— Short task —
Copy out every one of the lines below word for word, changing nothing.
[START OF Information provided]
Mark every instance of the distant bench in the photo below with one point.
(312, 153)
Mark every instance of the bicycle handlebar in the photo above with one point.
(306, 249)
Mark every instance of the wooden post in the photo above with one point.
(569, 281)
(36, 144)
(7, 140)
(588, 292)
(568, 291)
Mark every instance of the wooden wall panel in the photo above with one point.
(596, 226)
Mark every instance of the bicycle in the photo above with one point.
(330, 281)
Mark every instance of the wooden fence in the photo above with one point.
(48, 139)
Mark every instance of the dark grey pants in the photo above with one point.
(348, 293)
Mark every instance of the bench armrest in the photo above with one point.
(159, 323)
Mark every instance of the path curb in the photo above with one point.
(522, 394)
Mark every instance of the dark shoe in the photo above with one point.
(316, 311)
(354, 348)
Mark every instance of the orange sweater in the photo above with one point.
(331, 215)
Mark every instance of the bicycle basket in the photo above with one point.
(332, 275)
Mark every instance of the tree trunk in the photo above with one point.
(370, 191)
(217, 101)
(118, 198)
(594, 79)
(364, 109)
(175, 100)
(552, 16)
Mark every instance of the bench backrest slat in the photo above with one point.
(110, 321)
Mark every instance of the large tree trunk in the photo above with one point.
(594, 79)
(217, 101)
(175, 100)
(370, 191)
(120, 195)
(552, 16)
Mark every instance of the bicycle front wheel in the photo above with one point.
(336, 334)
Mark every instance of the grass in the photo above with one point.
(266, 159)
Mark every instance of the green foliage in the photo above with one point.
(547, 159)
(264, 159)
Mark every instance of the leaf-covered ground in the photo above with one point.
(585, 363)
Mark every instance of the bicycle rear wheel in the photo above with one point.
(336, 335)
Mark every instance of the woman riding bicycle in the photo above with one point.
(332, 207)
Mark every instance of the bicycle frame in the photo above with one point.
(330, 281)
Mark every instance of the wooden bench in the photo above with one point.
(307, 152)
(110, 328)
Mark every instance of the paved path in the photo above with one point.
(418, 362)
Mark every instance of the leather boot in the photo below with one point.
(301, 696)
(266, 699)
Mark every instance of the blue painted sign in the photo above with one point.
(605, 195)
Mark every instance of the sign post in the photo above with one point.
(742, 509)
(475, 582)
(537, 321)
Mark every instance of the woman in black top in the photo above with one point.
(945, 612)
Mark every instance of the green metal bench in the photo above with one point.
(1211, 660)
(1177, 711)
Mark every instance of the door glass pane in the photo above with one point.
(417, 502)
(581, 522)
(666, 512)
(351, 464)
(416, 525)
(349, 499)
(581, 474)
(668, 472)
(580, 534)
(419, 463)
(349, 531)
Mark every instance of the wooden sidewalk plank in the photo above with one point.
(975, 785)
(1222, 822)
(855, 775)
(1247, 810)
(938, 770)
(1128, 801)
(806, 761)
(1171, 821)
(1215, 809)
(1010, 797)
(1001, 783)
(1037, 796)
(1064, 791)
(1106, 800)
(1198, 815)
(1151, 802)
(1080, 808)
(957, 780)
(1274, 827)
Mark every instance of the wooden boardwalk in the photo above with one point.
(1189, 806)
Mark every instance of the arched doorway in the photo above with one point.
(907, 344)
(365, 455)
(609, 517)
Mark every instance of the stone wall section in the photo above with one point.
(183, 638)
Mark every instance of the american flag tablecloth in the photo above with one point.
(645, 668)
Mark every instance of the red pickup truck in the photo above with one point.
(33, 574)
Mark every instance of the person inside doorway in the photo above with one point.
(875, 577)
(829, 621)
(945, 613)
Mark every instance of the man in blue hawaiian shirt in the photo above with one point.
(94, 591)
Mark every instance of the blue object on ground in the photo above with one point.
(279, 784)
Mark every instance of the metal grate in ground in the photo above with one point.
[END OF Information provided]
— Exercise result —
Mark every instance of the distant bench in the photo below with one point.
(312, 153)
Mark every instance of the bicycle handlebar in the photo above with one point.
(306, 249)
Mark every instance of the wooden post in the photo above with one point.
(569, 281)
(36, 144)
(7, 140)
(588, 292)
(568, 291)
Mark every instance of the wooden wall panel in the photo above with one point.
(596, 226)
Mark every instance of the bicycle in the photo above with one point.
(330, 281)
Mark every instance of the wooden fence in the photo above with one point.
(48, 139)
Mark every instance of the dark grey pants in the photo above with one point.
(348, 293)
Mark every instance of the bench armrest in the photo above with one point.
(159, 323)
Mark every instance of the path curb in the photo above with one point.
(522, 394)
Mark every instance of the dark shoe in the photo above with one point.
(316, 311)
(354, 348)
Mark every instance of the orange sweater in the photo above with one point.
(331, 215)
Mark every instance of the bicycle basket in the photo above with one point.
(332, 275)
Mark every instance of the tree trunk in the photo above with one point.
(370, 191)
(217, 101)
(118, 198)
(594, 79)
(364, 109)
(175, 100)
(552, 16)
Mark every instance of the bench backrest slat in the photo above with one point.
(110, 321)
Mark every instance of the large tree trunk in the photo above with one point.
(594, 79)
(217, 101)
(175, 100)
(370, 191)
(120, 195)
(552, 16)
Mark every instance of the bicycle front wheel in the photo above with one point.
(336, 334)
Mark every instance of the grass in the photo above with one point.
(266, 159)
Mark every instance of the green foliage in the photo above with one point.
(547, 159)
(264, 159)
Mark every instance of the leaf-covered ground in the photo above with one point.
(585, 363)
Mark every instance of the bicycle rear wheel in the photo above with one point.
(336, 335)
Mark every instance of the woman riding bicycle in the photo above with one point.
(332, 207)
Mark every instance of the bicycle frame in the photo above with one point.
(330, 281)
Mark every instance of the wooden bench in the photo above with one point.
(307, 152)
(110, 328)
Mark every instance of the paved path in the photo above with one point.
(418, 362)
Mark every instance of the leather boot in the photo below with one point.
(301, 696)
(266, 699)
Mark every instance of the blue painted sign in the photo above with one point.
(605, 195)
Mark every instance of the sign post in the photo above with one point.
(742, 509)
(475, 582)
(537, 321)
Mark every instance of the woman in black top in the photo above with one point.
(945, 612)
Mark every instance of the green metal bench in the photo above with one point.
(1211, 660)
(1177, 711)
Mark every instance of the door glass pane in the photo above with one point.
(417, 502)
(581, 522)
(666, 512)
(351, 464)
(416, 525)
(349, 499)
(581, 474)
(668, 472)
(580, 534)
(419, 463)
(349, 531)
Mark every instance of the wooden sidewalk plank in the photo above with one point.
(975, 785)
(1222, 822)
(855, 775)
(1247, 810)
(938, 770)
(1128, 801)
(806, 761)
(1171, 821)
(1215, 809)
(1010, 797)
(1001, 783)
(1037, 796)
(1064, 791)
(1106, 800)
(1198, 815)
(1151, 802)
(1080, 808)
(957, 780)
(1274, 827)
Mark every instance of the wooden boardwalk in the photo above with one point.
(1189, 806)
Mark every instance of the arched doorway in the photo above with one point.
(907, 344)
(365, 455)
(609, 517)
Mark every instance of the stone wall section in the photo above with one point.
(183, 638)
Mark every instance of the american flag tablecloth in the photo above with one point.
(645, 668)
Mark every instance of the red pickup truck in the photo above with one point.
(33, 574)
Mark every instance of the person inside doorway in the photo above with one point.
(875, 577)
(829, 621)
(945, 613)
Mark every instance of the man in blue hawaiian shirt in the photo above with one point.
(94, 591)
Mark every instance of the blue object on ground in the photo above with one point.
(279, 784)
Mark every instance of the metal grate in ground in the photo above with one point.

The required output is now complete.